*** LISTING ***

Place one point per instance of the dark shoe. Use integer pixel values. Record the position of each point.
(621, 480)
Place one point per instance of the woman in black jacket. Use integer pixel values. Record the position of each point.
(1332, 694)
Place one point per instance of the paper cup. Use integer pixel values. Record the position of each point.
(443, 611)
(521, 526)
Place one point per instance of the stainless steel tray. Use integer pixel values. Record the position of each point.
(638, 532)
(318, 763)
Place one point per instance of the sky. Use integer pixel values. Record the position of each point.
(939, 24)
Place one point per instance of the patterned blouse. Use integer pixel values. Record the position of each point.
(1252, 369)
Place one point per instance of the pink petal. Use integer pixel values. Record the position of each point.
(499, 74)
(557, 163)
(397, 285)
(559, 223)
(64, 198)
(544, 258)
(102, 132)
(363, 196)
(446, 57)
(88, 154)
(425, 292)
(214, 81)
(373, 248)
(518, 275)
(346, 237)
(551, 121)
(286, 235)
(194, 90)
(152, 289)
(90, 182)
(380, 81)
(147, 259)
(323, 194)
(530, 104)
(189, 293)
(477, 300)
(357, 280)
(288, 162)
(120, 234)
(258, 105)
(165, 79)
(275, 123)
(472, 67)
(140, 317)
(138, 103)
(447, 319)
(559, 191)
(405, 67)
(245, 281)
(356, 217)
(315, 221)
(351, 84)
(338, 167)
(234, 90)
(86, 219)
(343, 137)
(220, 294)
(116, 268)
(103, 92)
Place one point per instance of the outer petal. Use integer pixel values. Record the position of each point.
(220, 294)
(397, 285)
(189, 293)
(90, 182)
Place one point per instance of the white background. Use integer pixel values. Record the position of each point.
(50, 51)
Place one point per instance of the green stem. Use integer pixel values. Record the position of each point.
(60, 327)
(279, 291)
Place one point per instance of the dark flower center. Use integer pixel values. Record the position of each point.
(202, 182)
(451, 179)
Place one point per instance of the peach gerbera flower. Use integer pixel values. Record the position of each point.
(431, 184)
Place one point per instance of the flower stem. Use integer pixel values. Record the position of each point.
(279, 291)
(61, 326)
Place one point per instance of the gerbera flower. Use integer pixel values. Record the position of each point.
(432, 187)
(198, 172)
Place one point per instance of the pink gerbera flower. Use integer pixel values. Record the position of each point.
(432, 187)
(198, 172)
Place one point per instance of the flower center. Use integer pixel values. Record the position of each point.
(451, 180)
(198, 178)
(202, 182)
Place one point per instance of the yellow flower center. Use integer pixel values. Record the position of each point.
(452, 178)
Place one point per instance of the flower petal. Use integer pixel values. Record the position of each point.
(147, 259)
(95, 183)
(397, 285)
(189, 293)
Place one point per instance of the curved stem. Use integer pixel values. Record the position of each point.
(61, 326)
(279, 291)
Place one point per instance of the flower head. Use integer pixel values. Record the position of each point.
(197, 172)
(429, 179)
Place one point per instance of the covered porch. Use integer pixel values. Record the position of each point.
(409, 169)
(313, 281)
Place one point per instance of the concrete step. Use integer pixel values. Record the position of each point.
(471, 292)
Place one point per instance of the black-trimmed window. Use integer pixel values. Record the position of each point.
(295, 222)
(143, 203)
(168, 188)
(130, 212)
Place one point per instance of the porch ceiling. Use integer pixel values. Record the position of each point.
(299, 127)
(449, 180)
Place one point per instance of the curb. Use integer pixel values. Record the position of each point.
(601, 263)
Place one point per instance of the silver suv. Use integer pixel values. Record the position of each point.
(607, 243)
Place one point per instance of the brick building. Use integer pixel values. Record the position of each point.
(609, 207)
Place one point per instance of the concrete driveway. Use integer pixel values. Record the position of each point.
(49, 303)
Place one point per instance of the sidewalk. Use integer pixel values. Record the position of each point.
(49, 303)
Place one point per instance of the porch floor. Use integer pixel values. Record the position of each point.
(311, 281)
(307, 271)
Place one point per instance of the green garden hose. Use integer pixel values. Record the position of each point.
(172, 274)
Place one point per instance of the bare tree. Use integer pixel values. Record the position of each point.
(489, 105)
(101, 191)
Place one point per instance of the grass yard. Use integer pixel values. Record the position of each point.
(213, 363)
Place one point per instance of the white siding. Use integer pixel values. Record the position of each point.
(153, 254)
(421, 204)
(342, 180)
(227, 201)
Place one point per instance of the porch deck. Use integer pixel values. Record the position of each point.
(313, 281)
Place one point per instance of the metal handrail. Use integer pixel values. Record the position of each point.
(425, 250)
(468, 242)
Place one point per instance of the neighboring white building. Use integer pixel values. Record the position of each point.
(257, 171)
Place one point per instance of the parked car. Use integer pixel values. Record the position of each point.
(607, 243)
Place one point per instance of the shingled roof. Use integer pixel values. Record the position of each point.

***

* [DIRECTION]:
Recast all of the lines above as a numbered list, leaving out any blank lines.

* [FINISHED ANSWER]:
1. Place one point per instance of the dark shoe. Use integer pixel values. Record the position of each point.
2. (621, 480)
3. Place one point per instance of the woman in black jacket. Use integer pixel values. Record the position of each point.
4. (1332, 694)
5. Place one point per instance of the paper cup. Use integer pixel values. Record the position of each point.
6. (443, 611)
7. (521, 526)
8. Place one point per instance of the stainless steel tray. Use integer pixel values. Record the position of each point.
9. (638, 532)
10. (318, 763)
11. Place one point per instance of the sky. Use integer pixel values. Record the position of each point.
12. (939, 24)
13. Place one point per instance of the patterned blouse. Use integer pixel values. Record the position of each point.
14. (1252, 369)
15. Place one point per instance of the pink petal. Use integer pixel values. Record the position of each point.
16. (499, 74)
17. (557, 163)
18. (397, 285)
19. (559, 223)
20. (64, 198)
21. (544, 258)
22. (102, 132)
23. (363, 196)
24. (446, 57)
25. (88, 154)
26. (425, 292)
27. (214, 81)
28. (373, 248)
29. (518, 275)
30. (346, 237)
31. (551, 121)
32. (286, 235)
33. (194, 90)
34. (152, 289)
35. (90, 182)
36. (380, 81)
37. (147, 259)
38. (323, 194)
39. (530, 104)
40. (189, 293)
41. (477, 300)
42. (357, 280)
43. (288, 162)
44. (120, 234)
45. (258, 105)
46. (165, 79)
47. (275, 123)
48. (472, 67)
49. (140, 317)
50. (138, 103)
51. (447, 319)
52. (559, 191)
53. (405, 67)
54. (245, 281)
55. (356, 217)
56. (315, 221)
57. (351, 84)
58. (338, 167)
59. (234, 90)
60. (86, 219)
61. (343, 137)
62. (220, 294)
63. (116, 268)
64. (103, 92)
65. Place one point per instance of the outer petal. Use integer pixel values. Record the position of each point.
66. (220, 294)
67. (397, 285)
68. (189, 293)
69. (90, 182)
70. Place one point per instance of the white background. Use integer pixel values. Record the position of each point.
71. (50, 51)
72. Place one point per instance of the green stem. Use integer pixel values. Record the position of each point.
73. (60, 327)
74. (279, 291)
75. Place one point per instance of the dark flower center. Use integer pixel values. Record the position of each point.
76. (202, 182)
77. (451, 179)
78. Place one point per instance of the peach gerbera flower. Use integer pixel values. Record the position of each point.
79. (431, 184)
80. Place one point per instance of the flower stem. Use integer pixel values. Record the position of each point.
81. (279, 291)
82. (61, 326)
83. Place one point per instance of the gerbera flower. Use integer pixel values. Record the position of each point.
84. (432, 187)
85. (198, 172)
86. Place one point per instance of the pink gerbera flower. Use integer pixel values. Record the position of each point.
87. (432, 187)
88. (198, 172)
89. Place one point per instance of the flower center. Use integer pixel values. Record the position of each point.
90. (451, 180)
91. (198, 178)
92. (202, 182)
93. Place one point per instance of the yellow flower center. Use integer pixel values. Record the position of each point.
94. (452, 178)
95. Place one point per instance of the flower petal. Use integer pixel values. Record the position of each point.
96. (147, 259)
97. (95, 183)
98. (397, 285)
99. (189, 293)
100. Place one point per instance of the curved stem. Use integer pixel values. Record the position of each point.
101. (61, 326)
102. (279, 291)
103. Place one point per instance of the flower head. Use integer pixel values. Record the position of each point.
104. (197, 172)
105. (429, 179)
106. Place one point per instance of the covered porch. Use integer pixel values. Record the position of each point.
107. (409, 169)
108. (313, 281)
109. Place one point per instance of the concrete step. Use integer pixel values. Record the position of each point.
110. (471, 292)
111. Place one point per instance of the black-trimmed window. Use integer pixel values. Record the position of each point.
112. (295, 222)
113. (143, 203)
114. (168, 188)
115. (130, 212)
116. Place one point per instance of the porch ceiling. Use integer pixel values. Record the position of each point.
117. (299, 127)
118. (449, 180)
119. Place one point per instance of the curb. Use integer pixel values. Record the position of each point.
120. (601, 263)
121. Place one point per instance of the silver suv. Use integer pixel values. Record the position of each point.
122. (607, 243)
123. Place one point per instance of the brick building. Use integer pixel values. Record the position of each point.
124. (609, 207)
125. Place one point per instance of the concrete driveway. Use integer pixel values. Record the position of each point.
126. (49, 303)
127. Place one point per instance of the sidewalk. Use integer pixel values. Record the position of each point.
128. (49, 303)
129. Place one point per instance of the porch floor. Use integer pixel values. Record the position of each point.
130. (311, 281)
131. (307, 271)
132. Place one point per instance of the green garden hose. Use integer pixel values. Record the position of each point.
133. (172, 274)
134. Place one point per instance of the bare tree. Use integer pixel values. Record the position of each point.
135. (489, 105)
136. (101, 191)
137. Place one point per instance of the grass yard. Use integer pixel values. Record the position of each point.
138. (213, 363)
139. Place one point per instance of the white siding. Use integer pixel values. Record the position of each point.
140. (153, 254)
141. (421, 204)
142. (342, 180)
143. (227, 201)
144. Place one point per instance of the porch deck. Use integer pixel values. Record the position of each point.
145. (313, 281)
146. Place one point per instance of the metal handrail. Use integer pixel values. Record the position of each point.
147. (425, 250)
148. (468, 242)
149. Place one point per instance of the neighboring white building. Use integer pixel values. Record the position of each point.
150. (257, 171)
151. Place one point per instance of the parked car. Use integer pixel values. Record the position of each point.
152. (607, 243)
153. Place one point per instance of the shingled roof. Use integer pixel values. Record the position of each point.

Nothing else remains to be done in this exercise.